[Provided data]
Start
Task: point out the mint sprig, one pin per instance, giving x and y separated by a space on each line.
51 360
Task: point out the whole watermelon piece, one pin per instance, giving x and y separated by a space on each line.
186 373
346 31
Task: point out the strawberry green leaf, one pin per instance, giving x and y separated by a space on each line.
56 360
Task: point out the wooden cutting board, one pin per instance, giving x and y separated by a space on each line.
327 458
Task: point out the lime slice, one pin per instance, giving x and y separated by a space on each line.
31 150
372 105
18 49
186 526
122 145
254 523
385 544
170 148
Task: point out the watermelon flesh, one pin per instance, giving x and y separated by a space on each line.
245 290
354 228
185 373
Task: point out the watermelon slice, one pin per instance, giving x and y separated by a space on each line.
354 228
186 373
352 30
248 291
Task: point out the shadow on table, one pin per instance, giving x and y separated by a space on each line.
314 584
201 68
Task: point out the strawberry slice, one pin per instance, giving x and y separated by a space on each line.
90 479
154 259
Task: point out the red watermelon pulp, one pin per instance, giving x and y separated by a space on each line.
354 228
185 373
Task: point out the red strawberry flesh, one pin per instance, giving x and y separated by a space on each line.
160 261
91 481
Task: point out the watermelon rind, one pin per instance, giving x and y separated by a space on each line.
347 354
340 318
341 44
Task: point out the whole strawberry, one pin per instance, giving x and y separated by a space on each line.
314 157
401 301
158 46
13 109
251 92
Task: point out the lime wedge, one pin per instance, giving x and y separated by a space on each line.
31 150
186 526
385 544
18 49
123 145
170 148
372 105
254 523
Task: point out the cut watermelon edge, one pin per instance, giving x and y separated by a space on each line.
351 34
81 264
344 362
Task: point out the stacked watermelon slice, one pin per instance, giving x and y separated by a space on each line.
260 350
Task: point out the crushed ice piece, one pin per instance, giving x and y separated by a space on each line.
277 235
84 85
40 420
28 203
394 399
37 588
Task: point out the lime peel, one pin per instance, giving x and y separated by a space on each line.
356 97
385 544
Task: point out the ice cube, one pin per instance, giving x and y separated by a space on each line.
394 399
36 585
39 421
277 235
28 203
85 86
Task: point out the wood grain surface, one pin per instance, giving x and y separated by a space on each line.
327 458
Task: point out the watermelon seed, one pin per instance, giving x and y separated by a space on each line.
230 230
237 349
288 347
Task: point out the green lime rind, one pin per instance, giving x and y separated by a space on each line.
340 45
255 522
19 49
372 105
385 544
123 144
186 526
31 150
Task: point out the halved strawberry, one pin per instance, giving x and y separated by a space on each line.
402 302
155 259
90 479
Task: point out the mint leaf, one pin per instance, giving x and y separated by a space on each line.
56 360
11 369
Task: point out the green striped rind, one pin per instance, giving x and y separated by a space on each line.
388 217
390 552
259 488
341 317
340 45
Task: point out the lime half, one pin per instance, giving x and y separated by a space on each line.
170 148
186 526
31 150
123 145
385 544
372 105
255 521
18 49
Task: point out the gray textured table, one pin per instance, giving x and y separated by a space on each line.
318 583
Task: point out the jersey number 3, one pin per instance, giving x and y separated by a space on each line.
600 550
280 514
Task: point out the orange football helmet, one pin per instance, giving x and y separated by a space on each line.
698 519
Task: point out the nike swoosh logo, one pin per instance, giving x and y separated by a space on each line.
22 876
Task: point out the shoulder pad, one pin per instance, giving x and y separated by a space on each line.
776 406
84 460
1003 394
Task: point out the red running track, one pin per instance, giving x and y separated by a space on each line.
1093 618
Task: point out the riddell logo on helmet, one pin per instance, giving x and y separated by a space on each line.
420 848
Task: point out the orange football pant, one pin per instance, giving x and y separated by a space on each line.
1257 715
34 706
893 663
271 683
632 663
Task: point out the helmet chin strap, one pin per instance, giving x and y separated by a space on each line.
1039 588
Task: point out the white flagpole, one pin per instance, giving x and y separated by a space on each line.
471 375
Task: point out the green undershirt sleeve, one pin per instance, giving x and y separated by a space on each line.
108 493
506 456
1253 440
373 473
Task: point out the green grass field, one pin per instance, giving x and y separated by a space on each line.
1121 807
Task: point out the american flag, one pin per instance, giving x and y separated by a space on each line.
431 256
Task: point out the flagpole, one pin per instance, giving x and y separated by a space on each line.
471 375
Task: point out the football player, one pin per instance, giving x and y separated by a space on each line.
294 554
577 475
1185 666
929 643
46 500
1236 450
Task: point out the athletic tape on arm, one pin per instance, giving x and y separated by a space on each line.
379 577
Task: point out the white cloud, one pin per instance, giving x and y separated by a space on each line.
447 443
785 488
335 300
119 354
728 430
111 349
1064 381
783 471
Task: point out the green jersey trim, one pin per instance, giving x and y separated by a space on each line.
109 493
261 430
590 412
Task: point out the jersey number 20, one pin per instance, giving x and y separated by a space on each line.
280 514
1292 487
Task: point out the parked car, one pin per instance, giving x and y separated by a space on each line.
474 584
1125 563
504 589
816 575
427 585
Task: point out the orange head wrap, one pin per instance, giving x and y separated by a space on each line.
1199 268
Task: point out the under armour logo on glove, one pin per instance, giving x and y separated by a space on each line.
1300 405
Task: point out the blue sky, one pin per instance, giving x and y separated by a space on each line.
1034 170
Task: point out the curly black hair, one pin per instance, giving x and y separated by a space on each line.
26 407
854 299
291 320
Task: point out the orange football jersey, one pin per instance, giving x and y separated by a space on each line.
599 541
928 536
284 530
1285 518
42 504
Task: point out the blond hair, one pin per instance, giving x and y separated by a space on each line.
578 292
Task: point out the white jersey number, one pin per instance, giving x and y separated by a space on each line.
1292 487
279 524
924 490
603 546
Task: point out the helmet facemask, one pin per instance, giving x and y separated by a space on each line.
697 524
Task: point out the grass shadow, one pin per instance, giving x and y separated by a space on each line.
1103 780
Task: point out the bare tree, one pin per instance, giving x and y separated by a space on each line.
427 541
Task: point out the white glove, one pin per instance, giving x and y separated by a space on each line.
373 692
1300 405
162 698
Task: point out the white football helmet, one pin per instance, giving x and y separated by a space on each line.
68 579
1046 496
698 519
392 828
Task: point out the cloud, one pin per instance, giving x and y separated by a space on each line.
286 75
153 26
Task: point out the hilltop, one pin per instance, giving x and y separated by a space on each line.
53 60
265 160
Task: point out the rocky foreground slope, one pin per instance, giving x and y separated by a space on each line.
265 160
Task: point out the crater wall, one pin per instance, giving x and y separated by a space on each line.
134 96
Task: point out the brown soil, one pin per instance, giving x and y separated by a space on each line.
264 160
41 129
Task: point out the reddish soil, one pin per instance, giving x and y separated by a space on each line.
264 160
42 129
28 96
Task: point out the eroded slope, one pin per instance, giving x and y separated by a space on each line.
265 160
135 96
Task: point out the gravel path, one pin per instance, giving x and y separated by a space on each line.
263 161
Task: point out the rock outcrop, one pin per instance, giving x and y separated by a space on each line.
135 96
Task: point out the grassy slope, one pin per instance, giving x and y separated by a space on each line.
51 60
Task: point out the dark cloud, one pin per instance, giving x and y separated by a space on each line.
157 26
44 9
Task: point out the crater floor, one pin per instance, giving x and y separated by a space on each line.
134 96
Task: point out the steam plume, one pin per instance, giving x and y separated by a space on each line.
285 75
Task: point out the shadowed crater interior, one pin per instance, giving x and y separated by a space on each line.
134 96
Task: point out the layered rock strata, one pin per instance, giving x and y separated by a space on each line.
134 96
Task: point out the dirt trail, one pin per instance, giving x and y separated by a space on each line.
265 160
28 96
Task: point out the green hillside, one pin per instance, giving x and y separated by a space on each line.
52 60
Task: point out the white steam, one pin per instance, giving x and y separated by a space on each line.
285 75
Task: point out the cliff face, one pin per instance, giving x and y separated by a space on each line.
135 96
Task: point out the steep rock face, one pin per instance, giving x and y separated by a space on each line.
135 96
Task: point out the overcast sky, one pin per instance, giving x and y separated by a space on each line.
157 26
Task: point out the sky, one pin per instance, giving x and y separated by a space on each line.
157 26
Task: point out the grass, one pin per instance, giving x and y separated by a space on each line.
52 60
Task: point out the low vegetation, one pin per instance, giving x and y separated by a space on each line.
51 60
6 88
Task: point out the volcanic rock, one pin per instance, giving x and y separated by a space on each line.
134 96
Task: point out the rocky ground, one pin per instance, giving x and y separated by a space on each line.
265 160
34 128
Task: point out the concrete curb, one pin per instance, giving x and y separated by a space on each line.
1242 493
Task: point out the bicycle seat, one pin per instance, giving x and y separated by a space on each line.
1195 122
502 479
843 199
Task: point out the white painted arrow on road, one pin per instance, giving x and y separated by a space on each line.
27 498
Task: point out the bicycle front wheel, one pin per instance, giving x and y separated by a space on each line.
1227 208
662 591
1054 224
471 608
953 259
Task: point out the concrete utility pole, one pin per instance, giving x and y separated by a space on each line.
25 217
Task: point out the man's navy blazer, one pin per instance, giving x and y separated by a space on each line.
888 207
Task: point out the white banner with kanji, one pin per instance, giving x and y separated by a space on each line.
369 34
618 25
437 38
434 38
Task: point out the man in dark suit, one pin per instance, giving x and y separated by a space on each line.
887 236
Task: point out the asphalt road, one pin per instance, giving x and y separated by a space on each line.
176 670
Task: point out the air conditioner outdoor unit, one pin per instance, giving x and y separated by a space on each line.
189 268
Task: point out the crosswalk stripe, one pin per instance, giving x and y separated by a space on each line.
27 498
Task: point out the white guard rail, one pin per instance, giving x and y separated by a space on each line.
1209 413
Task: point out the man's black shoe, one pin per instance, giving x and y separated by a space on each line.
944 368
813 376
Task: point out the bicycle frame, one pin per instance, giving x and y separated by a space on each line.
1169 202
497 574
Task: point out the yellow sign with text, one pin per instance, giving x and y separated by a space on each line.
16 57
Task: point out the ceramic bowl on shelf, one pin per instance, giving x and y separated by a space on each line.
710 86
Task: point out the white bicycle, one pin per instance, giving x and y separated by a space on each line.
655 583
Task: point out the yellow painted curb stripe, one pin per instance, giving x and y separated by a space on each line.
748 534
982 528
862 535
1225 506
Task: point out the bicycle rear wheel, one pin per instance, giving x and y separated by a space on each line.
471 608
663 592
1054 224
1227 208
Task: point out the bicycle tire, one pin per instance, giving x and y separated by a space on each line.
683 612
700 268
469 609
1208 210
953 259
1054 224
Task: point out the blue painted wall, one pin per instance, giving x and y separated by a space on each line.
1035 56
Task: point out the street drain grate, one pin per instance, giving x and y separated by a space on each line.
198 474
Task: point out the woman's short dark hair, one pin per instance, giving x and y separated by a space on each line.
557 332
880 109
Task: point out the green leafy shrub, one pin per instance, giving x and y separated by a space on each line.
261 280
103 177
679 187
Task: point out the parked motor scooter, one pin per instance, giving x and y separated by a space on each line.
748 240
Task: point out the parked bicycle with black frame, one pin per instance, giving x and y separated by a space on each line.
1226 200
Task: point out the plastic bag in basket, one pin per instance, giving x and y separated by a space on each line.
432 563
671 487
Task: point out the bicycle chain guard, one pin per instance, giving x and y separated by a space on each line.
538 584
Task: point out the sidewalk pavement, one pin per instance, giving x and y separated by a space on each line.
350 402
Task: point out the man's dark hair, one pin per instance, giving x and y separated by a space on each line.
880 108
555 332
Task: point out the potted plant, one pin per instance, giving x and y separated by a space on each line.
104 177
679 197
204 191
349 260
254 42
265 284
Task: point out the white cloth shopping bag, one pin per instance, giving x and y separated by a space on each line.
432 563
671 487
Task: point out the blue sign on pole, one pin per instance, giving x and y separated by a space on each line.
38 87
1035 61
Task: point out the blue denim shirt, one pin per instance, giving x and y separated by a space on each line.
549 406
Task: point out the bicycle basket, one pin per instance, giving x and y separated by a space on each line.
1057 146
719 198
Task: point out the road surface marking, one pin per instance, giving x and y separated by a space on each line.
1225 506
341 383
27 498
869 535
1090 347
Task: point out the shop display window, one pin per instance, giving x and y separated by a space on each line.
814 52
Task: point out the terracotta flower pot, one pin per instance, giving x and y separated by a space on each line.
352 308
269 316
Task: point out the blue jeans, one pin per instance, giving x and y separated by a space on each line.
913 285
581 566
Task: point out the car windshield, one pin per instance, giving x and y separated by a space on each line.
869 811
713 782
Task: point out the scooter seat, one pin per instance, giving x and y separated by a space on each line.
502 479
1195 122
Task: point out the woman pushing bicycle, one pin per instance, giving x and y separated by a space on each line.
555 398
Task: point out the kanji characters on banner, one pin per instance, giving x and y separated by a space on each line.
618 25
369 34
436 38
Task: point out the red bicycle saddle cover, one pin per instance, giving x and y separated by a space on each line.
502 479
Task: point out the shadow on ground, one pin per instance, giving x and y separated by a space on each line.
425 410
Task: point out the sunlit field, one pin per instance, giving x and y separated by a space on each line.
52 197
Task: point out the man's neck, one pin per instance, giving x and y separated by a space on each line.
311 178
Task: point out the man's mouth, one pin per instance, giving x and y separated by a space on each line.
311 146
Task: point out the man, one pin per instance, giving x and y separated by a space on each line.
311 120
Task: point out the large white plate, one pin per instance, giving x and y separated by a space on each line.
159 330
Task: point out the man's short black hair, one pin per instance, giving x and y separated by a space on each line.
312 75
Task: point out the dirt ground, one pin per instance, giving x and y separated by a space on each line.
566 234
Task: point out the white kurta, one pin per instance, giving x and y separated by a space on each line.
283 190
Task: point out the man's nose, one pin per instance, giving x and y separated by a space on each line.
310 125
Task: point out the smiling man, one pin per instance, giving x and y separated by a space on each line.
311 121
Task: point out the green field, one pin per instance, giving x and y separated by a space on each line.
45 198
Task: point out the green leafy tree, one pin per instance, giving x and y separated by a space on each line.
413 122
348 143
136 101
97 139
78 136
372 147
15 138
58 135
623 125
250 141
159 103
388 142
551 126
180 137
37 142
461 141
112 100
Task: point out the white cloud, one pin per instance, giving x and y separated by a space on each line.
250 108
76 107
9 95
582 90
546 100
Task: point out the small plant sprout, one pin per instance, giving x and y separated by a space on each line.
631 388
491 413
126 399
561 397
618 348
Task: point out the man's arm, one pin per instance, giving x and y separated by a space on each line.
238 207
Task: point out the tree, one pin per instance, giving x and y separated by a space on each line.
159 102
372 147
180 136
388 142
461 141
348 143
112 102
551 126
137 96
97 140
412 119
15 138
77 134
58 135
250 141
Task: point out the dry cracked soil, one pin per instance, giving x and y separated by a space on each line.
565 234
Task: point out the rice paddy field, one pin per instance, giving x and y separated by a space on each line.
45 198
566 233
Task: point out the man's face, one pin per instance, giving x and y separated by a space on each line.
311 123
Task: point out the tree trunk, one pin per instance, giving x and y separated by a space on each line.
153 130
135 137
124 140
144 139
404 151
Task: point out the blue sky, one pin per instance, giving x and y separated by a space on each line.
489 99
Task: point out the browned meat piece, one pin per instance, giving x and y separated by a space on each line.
End
[Task directions] Starting at the line that contains "Task: point out the smiling", copy each line exactly through the end of the listing above. Include that first line and the last one, and add nothing.

[Finished exercise]
Task: point out the smiling man, one pin per instance, giving x and y separated by a space on each line.
311 121
Task: point out the green field, one pin per instance, giving x and y separated by a space on each line.
45 198
Task: point out the green leafy tree, one pin per instance, giving x and y separated by a space on each line.
413 122
348 143
136 101
97 139
78 136
372 147
15 138
58 135
623 125
250 141
159 103
388 142
551 126
180 137
37 142
461 141
112 100
Task: point out the white cloud, one pin per instance, giving x and y separated by a space on each line.
250 108
76 107
9 95
582 90
546 100
Task: point out the small plant sprout, one pin per instance, giving x and y separated by a space on each line.
631 388
491 413
126 399
561 397
618 348
Task: point out the man's arm, one pin per instance, giving x and y separated by a space on each line.
238 207
Task: point out the tree, one pin per instance, giving x and y separated by a space on each line.
159 102
372 147
180 136
388 142
461 141
348 143
112 102
551 126
137 96
97 140
412 119
15 138
77 134
58 135
250 141
Task: point out the dry cracked soil, one pin per instance, giving x and y separated by a space on each line.
565 234
Task: point out the rice paddy field, one pin per instance, giving x and y separated by a space on each line.
45 198
566 233
Task: point out the man's face, one pin per instance, giving x and y separated by a space on each line.
311 123
Task: point out the tree trunk, one pin per instance, giving x and y separated by a space on each line.
153 130
135 137
124 140
144 139
404 151
Task: point out the blue sky, one pin per instance, giving x and y separated by a space on each line.
489 99
Task: point out the browned meat piece, one pin per instance, giving x and y separated by a space on each line.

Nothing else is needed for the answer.